** START **
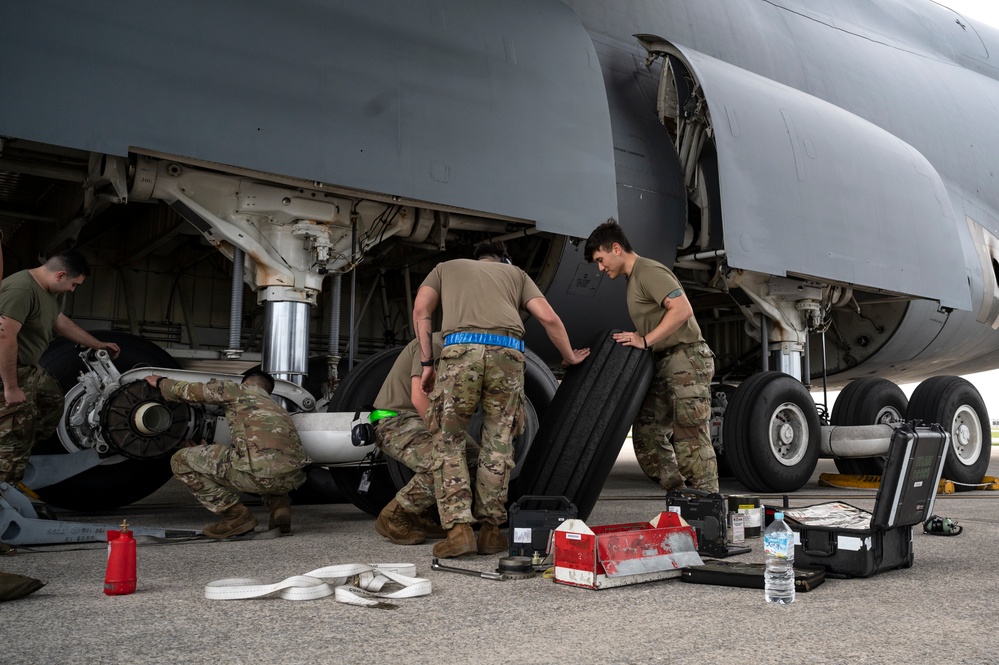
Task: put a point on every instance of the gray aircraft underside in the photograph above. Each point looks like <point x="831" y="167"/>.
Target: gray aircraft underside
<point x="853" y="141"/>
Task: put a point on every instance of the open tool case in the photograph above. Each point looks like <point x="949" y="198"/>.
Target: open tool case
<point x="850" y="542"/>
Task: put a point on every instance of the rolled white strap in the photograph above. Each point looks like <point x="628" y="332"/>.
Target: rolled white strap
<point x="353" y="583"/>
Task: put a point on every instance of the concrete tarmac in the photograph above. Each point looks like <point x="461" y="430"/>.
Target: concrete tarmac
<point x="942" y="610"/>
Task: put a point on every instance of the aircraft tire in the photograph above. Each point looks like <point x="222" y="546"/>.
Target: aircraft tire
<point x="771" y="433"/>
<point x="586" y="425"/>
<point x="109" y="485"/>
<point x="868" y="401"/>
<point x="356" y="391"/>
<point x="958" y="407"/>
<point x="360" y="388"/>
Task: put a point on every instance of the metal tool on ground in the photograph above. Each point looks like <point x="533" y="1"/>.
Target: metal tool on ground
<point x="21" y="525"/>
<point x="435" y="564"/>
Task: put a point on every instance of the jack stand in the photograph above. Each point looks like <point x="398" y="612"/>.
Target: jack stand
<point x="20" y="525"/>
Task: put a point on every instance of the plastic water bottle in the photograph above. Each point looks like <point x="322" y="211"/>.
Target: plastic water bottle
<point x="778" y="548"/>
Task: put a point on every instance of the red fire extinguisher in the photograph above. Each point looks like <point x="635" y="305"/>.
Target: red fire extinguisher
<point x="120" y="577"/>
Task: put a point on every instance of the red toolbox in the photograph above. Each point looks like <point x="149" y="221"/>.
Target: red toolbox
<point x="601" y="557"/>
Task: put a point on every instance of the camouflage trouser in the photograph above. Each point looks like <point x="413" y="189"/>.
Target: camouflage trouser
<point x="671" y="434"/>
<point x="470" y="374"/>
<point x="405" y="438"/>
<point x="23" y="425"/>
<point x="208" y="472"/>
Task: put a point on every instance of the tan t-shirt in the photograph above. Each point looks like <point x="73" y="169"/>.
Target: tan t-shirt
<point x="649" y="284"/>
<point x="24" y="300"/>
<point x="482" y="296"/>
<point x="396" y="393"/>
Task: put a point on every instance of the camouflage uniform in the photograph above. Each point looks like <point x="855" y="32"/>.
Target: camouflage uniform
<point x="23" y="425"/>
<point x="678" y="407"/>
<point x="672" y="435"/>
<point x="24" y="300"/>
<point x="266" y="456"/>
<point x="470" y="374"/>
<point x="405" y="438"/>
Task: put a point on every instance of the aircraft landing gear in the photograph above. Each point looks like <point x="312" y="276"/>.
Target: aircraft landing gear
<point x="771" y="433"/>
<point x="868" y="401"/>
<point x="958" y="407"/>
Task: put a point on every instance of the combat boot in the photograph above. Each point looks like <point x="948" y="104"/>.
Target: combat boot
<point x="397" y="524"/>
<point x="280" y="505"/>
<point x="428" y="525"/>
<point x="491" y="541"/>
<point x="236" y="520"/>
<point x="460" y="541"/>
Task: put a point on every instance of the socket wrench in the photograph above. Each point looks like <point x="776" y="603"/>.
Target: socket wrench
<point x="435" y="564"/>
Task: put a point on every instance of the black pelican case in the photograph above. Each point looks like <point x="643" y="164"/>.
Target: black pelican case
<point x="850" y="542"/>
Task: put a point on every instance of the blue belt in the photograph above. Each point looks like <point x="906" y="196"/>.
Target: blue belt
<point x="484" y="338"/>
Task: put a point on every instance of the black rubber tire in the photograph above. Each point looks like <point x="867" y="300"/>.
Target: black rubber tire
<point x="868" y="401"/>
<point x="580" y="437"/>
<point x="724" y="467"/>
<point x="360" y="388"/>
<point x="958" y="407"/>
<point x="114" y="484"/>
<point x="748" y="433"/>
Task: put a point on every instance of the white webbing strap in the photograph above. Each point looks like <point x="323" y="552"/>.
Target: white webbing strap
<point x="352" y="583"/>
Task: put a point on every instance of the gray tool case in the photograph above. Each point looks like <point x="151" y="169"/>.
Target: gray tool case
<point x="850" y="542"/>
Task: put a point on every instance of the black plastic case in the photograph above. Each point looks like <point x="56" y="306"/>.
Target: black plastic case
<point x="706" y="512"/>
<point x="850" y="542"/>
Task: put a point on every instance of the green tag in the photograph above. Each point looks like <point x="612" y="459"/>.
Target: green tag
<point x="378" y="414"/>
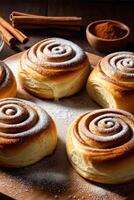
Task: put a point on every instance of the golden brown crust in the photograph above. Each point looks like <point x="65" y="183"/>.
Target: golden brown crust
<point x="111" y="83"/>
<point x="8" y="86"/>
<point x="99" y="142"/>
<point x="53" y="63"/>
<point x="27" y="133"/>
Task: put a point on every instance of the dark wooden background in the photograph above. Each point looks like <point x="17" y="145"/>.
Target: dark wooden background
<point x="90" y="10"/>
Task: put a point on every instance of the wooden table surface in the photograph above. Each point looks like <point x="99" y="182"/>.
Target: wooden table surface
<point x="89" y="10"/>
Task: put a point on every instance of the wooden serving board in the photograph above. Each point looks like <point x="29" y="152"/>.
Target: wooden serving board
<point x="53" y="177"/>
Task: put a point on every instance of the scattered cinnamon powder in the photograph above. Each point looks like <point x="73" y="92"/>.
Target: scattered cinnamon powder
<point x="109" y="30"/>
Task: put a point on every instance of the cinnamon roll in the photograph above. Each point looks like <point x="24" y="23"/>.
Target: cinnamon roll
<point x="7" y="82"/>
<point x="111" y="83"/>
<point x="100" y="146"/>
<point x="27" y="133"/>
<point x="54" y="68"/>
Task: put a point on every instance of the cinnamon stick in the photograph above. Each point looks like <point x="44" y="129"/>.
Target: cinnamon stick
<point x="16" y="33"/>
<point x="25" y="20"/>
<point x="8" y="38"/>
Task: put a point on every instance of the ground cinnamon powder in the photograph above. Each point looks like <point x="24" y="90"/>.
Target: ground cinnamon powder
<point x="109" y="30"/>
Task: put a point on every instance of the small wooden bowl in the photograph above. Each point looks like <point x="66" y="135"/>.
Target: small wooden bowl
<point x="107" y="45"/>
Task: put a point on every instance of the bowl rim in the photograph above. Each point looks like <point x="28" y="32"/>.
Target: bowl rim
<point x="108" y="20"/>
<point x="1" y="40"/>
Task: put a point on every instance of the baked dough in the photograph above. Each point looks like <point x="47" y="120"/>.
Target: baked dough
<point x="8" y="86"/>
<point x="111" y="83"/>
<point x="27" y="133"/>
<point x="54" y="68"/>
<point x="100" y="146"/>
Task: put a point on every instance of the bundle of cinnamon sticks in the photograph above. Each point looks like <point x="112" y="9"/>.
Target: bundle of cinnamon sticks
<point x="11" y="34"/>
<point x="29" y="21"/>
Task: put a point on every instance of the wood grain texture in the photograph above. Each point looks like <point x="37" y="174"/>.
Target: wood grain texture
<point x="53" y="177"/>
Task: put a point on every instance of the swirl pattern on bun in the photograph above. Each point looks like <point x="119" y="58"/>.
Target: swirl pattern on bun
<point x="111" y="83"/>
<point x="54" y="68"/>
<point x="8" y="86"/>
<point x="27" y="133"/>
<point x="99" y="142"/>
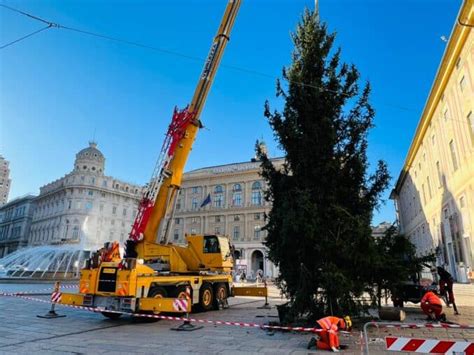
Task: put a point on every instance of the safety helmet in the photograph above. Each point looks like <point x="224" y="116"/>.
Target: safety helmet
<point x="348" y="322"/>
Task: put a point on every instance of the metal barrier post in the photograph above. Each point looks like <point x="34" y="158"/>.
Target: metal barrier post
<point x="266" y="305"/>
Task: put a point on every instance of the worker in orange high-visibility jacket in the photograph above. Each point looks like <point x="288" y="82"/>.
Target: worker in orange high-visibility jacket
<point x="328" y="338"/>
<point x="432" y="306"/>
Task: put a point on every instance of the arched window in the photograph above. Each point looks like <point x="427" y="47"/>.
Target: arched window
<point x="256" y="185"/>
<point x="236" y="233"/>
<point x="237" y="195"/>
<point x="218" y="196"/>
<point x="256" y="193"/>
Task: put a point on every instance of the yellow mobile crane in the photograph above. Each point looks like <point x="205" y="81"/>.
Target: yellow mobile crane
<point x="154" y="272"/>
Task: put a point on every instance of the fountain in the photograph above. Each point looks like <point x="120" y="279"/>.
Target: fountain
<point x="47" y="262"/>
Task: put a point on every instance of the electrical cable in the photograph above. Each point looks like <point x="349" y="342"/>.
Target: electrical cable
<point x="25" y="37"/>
** END **
● **TASK DIRECTIONS**
Please format the material as a numbered list, beginning at the line that has "Task: put a point on every instance of the electrical" and continuing through its final line, with blank lines left out.

● **COMPLETE OUTPUT**
1. Task: put a point on every instance of the electrical cable in the photograph above. Each point looks like <point x="349" y="342"/>.
2. Target: electrical cable
3. <point x="25" y="37"/>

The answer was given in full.